TO DO: Repeat the entries from the line containing "[tag] horizontal stabilizer: a" up to and including the line containing "(1258, 424)", word for word, leaving the pictures out of your answer.

GIVEN DATA:
§ §

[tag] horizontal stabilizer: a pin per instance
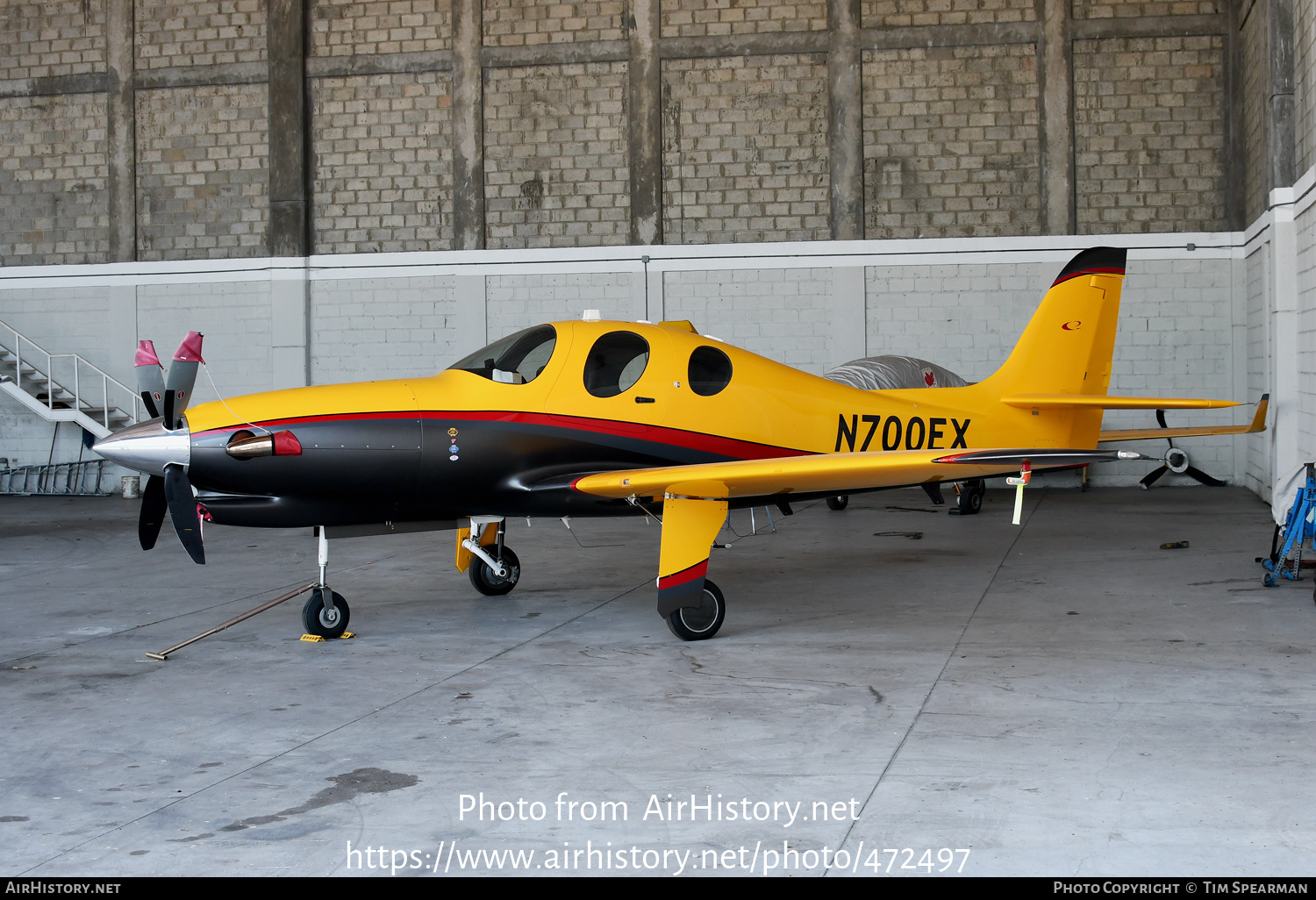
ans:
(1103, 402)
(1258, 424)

§ §

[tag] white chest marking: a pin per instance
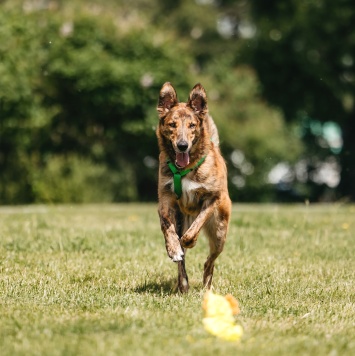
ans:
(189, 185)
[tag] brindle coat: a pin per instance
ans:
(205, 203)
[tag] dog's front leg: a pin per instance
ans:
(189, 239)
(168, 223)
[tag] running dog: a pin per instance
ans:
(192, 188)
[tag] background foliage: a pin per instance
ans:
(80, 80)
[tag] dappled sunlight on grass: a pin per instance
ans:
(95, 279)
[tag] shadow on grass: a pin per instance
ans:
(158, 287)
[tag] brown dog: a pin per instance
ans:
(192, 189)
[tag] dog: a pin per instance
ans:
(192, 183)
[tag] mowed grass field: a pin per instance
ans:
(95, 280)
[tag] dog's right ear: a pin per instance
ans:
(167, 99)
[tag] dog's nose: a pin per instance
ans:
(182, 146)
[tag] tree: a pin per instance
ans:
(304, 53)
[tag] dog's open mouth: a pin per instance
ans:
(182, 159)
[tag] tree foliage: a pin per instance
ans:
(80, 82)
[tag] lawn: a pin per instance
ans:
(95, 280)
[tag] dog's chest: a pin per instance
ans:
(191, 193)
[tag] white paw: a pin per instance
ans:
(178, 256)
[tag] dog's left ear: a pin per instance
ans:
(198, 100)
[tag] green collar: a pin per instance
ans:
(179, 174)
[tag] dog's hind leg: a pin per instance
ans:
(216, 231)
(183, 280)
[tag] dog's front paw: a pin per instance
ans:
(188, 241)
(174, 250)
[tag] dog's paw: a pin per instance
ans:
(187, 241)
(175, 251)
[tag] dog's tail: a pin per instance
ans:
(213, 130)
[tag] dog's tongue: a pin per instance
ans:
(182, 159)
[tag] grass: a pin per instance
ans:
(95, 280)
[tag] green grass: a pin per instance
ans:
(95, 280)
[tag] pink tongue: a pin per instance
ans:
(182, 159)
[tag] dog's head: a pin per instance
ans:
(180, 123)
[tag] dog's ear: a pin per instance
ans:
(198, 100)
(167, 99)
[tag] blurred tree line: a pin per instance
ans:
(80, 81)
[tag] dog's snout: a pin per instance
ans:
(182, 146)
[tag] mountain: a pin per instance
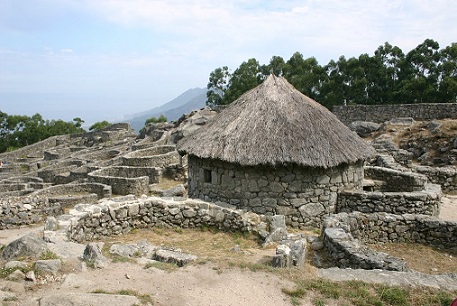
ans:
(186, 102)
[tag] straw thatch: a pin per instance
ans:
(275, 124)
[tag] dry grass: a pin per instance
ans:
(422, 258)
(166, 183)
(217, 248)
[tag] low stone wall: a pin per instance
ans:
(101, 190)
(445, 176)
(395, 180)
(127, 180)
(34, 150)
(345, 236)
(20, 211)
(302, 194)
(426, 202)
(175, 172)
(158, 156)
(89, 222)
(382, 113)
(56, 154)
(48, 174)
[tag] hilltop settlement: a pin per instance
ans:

§ §

FINAL ANSWER:
[tag] horizontal stabilizer: a pin per instance
ans:
(1103, 402)
(1258, 424)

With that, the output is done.